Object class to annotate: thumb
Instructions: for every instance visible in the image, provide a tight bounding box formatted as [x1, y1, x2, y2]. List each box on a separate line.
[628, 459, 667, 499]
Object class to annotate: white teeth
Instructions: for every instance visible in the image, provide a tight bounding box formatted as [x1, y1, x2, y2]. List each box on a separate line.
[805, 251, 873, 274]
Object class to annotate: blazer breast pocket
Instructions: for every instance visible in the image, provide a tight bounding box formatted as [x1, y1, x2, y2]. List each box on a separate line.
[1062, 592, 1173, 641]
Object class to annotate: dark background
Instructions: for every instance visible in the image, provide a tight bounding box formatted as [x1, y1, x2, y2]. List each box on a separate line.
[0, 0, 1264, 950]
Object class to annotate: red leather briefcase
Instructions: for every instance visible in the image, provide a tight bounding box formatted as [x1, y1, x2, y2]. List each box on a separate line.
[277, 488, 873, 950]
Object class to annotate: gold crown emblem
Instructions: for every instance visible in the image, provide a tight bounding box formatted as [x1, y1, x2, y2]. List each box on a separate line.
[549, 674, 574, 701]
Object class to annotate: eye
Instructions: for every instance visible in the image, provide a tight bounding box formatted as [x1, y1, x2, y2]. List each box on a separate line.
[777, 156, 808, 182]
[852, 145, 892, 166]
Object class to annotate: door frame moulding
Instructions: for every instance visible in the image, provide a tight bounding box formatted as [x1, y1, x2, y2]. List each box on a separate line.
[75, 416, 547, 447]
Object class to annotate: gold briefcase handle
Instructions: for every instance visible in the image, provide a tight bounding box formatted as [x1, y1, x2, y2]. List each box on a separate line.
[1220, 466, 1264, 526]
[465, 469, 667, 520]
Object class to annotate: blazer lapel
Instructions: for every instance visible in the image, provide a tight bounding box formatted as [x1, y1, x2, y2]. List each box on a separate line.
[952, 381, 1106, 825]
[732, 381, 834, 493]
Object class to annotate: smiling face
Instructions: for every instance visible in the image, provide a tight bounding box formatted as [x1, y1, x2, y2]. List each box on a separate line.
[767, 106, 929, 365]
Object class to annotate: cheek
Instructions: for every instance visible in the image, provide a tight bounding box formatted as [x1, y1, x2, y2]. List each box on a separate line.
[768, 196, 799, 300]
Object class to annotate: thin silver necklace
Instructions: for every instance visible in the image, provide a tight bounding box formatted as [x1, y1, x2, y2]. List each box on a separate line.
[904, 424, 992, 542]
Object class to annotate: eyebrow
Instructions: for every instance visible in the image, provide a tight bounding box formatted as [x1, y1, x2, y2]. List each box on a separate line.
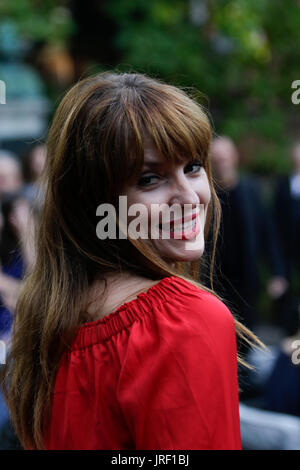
[144, 161, 164, 168]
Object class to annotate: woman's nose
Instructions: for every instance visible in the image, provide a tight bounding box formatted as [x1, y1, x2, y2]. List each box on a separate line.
[170, 172, 200, 204]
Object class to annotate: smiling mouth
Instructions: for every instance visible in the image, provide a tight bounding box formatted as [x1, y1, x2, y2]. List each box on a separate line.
[158, 217, 197, 233]
[158, 212, 199, 233]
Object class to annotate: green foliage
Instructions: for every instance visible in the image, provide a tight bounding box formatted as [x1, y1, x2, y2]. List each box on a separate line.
[0, 0, 74, 43]
[106, 0, 300, 173]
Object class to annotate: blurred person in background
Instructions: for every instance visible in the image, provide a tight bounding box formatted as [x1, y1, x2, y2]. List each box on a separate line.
[23, 143, 47, 208]
[211, 137, 288, 334]
[273, 141, 300, 335]
[0, 192, 35, 341]
[0, 191, 37, 449]
[0, 149, 23, 200]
★ ★ ★ ★
_Problem requirements_
Copy all of the material above word for word, line by line, but leave out the pictures.

_Final answer_
Object class to annotate: thumb
Instructions: for every instance visible in the image, provide a tight bounding box formatted as [x1, y1, x2, y2]. List each box on a separate line.
[628, 459, 667, 499]
Object class to annotate: white teeth
Instructions: for every instance visible in the image, provide a tight bounding box formatted as [x1, y1, x2, y2]. List each box on a separate line.
[805, 251, 873, 274]
Object class to annotate: blazer breast pocket
Instructions: for every instance visible in the image, provide a tight bounding box formatted as [x1, y1, x2, y2]. List each box on a separate line.
[1062, 592, 1173, 641]
Object class to annotate: dark background
Instructions: for every instance visible in the image, provide a tight bounding box formatted as [x1, y1, x2, y2]. List each box on a separate line.
[0, 0, 1264, 950]
Object class to annotate: red leather briefcase
Instructions: for every instance visible in the image, provide a tight bounding box formatted as [x1, y1, x2, y2]. List each box on a separate line.
[277, 488, 873, 950]
Object class to annotate: gold crown emblem
Instructions: for every instance visible in the image, provide a tight bounding box formatted as [x1, y1, x2, y2]. List each box on a separate line.
[549, 674, 574, 701]
Object class to annotate: eye
Instructions: for every instance visible in the image, provide a tight bounding box formatted as [x1, y1, x2, y2]. List each box on a separate line.
[777, 156, 808, 182]
[852, 145, 892, 166]
Object class to annotate: door frame moulding
Instructions: for every instance visible in the image, provide a tight bounding box formatted as [x1, y1, x2, y2]. List each box on a separate line.
[75, 416, 547, 447]
Object class to annotate: gold briefcase handle
Instructions: for every instance visible in the image, provide a tight bounding box formatted as [x1, y1, x2, y2]. List each box on a separate line.
[1220, 466, 1264, 526]
[465, 469, 667, 520]
Object class to annotate: blazer lapel
Instructions: for every instance visible in the image, provide a tight bounding box formatted as [x1, y1, x2, y2]. List each box on a separate line.
[952, 381, 1106, 825]
[732, 381, 834, 493]
Object class to annotate: smiling face
Instructions: for every instance visible in the image, provide a tight bounding box formatted as [x1, y1, x2, y2]. List each box on a separate line.
[767, 106, 929, 365]
Object class to annotate: cheek
Instructions: for every instance visible in the image, provide a tight bounding box formatted as [x1, y1, x2, y2]. List each box on a separate line.
[768, 196, 799, 300]
Object class to annotate: thin silver necklace
Instructions: for every instance visible in the image, provide a tight bounding box formatted as [x1, y1, x2, y2]. List each box on a separate line.
[904, 424, 992, 542]
Object class to annotate: eyebrow
Instructions: for every instance visible in the image, provide a tight bounding box formatted as [x1, y1, x2, y2]. List each box on a separate line.
[144, 161, 164, 168]
Object class to annotate: woman's nose
Instructions: for every instance visible in the image, provide a tight bounding box formatted as [x1, y1, x2, y2]. List each box on a separate line.
[170, 172, 200, 204]
Object class to annotate: smiling mouth
Instructions: for every instance visible in the image, provide a tight bounding box formatted as [x1, y1, x2, y2]. List each box on a separate line.
[158, 217, 197, 233]
[158, 212, 199, 233]
Object class to annotate: green foliage
Instructions: for every instance visible in the image, provide a tight bounding box formatted as [x1, y1, x2, y2]. List each box on a separate line.
[0, 0, 74, 43]
[106, 0, 300, 173]
Object class to annotate: blurred person in background
Instructions: for every instance visible in the image, provide a tight bounding box formatted as [x1, y1, x2, y2]. List each box on a separate line.
[23, 143, 47, 208]
[211, 137, 288, 334]
[273, 141, 300, 335]
[0, 192, 35, 341]
[0, 191, 37, 449]
[0, 149, 23, 200]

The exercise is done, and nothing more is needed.